→ WHAT IS REQUIRED
Please set down exactly the lines of the listing below from the line containing "drawn like (71,362)." through the line containing "drawn like (558,70).", both lines included, leaving out all other lines.
--- RECORDS SHOWN Enclosed Below ---
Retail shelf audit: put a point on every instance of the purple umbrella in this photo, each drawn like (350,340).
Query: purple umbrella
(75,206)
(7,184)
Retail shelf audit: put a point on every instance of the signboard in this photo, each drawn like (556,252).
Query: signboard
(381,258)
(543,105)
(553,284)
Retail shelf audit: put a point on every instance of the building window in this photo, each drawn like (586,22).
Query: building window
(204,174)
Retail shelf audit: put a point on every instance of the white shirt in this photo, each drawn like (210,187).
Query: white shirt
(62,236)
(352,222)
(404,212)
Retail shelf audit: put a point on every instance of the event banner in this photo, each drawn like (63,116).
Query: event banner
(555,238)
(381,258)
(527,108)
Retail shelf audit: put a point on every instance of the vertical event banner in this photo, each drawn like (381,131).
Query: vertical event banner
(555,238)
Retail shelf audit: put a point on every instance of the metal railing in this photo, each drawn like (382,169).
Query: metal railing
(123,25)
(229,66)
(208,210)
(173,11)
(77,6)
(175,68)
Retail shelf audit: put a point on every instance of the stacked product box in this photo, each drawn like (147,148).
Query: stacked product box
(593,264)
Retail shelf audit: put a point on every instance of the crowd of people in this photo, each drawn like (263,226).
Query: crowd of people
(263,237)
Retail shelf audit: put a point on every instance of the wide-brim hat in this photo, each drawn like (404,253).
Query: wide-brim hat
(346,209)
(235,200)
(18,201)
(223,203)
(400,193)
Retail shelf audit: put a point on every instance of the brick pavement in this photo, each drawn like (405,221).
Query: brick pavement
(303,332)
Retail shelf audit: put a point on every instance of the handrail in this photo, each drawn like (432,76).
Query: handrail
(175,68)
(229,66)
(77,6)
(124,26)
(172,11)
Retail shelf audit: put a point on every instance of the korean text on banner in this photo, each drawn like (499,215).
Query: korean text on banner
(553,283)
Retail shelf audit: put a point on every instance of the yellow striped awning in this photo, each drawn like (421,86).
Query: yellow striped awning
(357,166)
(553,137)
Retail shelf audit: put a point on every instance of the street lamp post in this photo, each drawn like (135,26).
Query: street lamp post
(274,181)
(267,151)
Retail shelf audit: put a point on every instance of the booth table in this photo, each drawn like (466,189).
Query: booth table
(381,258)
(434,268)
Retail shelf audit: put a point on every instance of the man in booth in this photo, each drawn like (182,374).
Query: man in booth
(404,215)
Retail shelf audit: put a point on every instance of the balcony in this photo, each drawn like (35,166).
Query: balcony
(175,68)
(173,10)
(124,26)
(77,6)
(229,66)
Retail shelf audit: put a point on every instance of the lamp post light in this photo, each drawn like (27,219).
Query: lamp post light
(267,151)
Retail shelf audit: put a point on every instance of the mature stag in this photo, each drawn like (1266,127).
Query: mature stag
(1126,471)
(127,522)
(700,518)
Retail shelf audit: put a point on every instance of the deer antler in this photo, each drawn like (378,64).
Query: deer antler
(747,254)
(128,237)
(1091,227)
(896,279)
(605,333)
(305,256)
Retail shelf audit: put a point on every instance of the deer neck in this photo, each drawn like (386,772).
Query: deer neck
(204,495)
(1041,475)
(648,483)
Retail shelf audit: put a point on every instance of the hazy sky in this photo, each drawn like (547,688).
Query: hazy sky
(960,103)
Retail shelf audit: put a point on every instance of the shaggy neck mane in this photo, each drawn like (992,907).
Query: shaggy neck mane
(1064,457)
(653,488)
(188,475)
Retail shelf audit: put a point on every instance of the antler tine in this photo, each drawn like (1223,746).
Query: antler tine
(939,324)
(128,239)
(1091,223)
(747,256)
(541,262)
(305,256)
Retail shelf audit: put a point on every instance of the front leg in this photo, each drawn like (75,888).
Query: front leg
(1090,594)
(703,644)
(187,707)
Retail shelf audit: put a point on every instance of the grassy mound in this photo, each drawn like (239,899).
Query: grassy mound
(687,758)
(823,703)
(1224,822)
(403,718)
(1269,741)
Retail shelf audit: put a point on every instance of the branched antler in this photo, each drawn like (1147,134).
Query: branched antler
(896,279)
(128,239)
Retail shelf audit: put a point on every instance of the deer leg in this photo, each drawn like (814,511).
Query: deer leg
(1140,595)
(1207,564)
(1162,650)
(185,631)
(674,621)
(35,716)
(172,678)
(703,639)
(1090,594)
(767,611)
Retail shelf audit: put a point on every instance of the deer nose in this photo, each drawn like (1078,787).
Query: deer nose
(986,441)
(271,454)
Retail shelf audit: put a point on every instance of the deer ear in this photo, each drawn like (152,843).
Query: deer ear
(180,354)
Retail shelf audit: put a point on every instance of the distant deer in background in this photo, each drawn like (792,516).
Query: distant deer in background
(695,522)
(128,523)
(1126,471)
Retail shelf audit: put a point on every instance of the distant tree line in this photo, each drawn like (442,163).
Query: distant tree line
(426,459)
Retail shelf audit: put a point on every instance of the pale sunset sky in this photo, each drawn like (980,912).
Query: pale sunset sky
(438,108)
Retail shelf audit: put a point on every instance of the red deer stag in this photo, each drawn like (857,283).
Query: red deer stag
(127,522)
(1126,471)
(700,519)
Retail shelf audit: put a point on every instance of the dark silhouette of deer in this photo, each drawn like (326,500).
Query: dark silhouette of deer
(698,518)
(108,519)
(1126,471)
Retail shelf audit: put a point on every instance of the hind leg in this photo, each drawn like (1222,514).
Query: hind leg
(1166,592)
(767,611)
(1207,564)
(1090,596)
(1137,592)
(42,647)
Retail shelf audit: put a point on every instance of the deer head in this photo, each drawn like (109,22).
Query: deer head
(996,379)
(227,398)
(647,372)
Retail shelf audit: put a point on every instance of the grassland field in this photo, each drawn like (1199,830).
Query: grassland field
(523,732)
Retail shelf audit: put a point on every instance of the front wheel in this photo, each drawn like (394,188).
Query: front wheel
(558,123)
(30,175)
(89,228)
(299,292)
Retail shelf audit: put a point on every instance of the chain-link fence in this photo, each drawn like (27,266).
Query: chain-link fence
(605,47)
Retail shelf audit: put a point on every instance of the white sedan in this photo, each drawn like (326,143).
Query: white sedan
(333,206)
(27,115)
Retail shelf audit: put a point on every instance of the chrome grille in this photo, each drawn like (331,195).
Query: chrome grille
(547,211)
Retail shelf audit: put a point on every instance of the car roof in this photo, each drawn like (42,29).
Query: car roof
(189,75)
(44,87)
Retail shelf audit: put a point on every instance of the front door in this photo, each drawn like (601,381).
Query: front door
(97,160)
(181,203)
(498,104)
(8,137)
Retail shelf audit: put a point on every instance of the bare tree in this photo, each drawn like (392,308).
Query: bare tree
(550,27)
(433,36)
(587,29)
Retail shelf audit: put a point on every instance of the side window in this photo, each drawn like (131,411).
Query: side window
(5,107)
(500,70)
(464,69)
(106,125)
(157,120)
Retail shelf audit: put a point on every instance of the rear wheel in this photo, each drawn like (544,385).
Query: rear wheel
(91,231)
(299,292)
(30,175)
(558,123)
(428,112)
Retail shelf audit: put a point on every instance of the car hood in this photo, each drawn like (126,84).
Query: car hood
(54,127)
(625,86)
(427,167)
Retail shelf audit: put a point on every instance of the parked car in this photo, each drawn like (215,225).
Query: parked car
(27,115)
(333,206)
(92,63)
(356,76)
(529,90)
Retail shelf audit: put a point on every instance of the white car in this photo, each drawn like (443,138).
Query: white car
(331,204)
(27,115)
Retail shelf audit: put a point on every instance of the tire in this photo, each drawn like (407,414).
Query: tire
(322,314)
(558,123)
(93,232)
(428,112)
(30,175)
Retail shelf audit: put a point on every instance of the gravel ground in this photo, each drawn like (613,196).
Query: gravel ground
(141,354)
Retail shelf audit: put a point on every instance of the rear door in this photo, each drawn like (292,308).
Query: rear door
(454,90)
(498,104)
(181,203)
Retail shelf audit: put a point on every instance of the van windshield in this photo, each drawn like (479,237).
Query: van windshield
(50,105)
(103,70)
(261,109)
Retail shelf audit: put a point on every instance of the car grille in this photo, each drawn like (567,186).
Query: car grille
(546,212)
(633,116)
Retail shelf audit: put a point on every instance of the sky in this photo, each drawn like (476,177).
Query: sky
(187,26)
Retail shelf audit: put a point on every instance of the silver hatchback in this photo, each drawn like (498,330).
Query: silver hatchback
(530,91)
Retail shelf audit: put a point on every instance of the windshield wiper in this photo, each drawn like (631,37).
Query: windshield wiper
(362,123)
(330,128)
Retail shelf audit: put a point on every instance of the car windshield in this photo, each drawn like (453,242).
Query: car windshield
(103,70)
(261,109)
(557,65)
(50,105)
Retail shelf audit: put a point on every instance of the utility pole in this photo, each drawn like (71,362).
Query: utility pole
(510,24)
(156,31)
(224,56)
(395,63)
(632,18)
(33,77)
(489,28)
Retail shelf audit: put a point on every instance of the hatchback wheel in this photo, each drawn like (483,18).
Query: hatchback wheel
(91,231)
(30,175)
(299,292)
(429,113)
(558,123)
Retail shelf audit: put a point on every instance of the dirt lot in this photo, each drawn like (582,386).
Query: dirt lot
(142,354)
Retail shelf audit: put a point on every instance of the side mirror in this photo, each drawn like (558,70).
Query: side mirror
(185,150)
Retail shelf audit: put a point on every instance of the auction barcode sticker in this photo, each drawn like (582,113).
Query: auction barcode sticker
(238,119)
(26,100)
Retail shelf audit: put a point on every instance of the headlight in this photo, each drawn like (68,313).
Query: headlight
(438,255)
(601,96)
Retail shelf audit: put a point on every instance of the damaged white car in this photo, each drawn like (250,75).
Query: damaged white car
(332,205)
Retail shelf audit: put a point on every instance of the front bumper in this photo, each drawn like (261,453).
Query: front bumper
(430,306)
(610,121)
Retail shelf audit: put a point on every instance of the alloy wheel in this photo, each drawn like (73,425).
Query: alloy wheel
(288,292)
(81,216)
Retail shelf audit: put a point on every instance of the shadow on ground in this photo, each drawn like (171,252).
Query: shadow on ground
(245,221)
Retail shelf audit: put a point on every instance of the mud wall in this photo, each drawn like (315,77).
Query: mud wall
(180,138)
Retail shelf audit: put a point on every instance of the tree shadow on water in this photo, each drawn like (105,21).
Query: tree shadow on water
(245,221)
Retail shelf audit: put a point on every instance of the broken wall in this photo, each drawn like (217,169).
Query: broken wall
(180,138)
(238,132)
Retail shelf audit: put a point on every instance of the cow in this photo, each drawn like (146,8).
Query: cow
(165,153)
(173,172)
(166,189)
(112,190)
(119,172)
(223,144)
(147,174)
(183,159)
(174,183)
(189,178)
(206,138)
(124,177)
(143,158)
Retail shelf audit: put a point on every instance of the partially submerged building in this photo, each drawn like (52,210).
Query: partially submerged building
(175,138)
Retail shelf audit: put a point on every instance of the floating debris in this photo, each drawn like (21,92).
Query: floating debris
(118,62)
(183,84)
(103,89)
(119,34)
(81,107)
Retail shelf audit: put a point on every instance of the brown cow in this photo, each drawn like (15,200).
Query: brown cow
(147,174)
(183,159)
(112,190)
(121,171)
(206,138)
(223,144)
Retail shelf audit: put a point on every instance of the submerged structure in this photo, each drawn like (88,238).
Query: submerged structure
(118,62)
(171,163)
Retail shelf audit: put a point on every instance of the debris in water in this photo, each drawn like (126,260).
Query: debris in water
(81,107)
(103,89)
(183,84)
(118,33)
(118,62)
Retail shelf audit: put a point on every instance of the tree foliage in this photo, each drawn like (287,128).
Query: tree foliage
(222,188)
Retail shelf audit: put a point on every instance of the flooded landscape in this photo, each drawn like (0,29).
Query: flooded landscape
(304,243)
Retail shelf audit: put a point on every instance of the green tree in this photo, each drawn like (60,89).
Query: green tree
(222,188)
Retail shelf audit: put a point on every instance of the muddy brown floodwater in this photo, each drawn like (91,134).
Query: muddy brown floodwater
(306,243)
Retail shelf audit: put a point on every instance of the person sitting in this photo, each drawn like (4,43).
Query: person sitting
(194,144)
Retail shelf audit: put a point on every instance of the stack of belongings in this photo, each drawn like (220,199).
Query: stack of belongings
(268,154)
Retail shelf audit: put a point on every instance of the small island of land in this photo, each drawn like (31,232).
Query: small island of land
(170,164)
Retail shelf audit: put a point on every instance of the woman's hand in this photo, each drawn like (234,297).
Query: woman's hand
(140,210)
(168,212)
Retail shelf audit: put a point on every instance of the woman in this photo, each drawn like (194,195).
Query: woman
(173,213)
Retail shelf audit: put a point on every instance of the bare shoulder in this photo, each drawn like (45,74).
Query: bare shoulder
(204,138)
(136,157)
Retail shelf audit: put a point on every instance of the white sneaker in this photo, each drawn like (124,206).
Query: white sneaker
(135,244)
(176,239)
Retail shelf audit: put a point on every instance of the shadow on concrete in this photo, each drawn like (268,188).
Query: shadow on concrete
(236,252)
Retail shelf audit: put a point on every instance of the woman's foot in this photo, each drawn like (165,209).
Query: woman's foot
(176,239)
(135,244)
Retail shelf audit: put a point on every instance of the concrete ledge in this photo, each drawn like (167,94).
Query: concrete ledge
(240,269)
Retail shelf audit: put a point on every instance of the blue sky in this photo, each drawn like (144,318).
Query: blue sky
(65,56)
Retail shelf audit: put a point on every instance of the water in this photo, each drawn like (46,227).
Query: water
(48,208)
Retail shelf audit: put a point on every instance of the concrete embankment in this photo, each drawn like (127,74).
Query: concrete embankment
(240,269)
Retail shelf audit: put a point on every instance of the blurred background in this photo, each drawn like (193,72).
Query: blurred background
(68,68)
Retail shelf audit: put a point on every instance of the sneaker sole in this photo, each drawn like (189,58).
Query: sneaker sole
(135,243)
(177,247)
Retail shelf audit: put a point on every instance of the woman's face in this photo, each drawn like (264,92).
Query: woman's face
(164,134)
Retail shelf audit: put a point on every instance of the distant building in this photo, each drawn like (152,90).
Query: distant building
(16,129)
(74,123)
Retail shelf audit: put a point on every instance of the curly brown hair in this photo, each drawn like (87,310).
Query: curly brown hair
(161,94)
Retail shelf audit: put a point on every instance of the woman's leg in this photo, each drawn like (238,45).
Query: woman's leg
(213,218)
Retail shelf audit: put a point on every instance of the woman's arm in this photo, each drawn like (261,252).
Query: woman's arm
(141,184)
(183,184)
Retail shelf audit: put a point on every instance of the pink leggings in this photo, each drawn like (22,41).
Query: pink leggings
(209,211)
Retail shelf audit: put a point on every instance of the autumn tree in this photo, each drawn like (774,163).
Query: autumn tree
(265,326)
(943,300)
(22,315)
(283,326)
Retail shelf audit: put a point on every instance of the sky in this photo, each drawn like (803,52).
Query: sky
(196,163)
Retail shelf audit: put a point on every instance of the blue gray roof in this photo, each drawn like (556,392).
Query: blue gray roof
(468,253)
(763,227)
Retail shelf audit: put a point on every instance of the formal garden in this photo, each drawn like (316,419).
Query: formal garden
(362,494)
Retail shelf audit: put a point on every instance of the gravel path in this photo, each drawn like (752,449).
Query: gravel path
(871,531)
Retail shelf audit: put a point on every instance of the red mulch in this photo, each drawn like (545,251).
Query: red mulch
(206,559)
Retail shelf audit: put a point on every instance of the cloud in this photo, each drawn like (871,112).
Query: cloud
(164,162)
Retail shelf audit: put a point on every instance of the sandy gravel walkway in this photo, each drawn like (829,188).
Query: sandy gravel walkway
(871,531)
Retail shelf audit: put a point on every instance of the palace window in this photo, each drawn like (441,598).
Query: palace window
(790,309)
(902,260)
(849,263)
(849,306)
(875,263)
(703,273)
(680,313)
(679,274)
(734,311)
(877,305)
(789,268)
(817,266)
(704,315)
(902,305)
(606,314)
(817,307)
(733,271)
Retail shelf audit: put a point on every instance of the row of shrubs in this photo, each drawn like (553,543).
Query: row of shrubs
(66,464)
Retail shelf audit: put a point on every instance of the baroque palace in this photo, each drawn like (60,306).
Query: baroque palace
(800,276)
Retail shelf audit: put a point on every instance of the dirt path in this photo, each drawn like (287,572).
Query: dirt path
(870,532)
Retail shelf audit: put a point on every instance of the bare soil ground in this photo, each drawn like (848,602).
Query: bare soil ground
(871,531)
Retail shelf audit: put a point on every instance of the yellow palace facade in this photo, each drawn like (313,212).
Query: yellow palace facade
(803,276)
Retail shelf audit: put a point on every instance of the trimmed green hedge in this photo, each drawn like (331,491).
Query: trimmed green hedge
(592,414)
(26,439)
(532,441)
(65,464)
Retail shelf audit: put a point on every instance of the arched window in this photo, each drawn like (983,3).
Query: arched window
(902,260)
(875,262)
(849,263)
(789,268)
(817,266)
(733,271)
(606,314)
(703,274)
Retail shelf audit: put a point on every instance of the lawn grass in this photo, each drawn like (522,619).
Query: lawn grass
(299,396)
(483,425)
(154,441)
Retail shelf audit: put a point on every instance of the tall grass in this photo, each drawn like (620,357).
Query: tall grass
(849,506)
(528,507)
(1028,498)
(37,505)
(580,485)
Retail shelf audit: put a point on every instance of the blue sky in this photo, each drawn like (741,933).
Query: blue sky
--- End of Enclosed RECORDS SHOWN ---
→ SOLUTION FOR THIS TASK
Retail shelf audit: put a point on every instance of the utility pole in this photo, each drawn like (71,362).
Query: utility pole
(510,24)
(156,31)
(224,56)
(395,63)
(632,18)
(33,77)
(489,28)
Retail shelf audit: put a point on every instance of the hatchback wheel in this photo, each drawn like (483,18).
Query: hatchback wheel
(91,231)
(30,175)
(299,292)
(429,113)
(558,123)
Retail shelf audit: put a point on every instance of the dirt lot in this photo, each drawn like (582,386).
Query: dirt lot
(142,354)
Retail shelf audit: put a point on every instance of the side mirror in this photo, each drawn like (558,70).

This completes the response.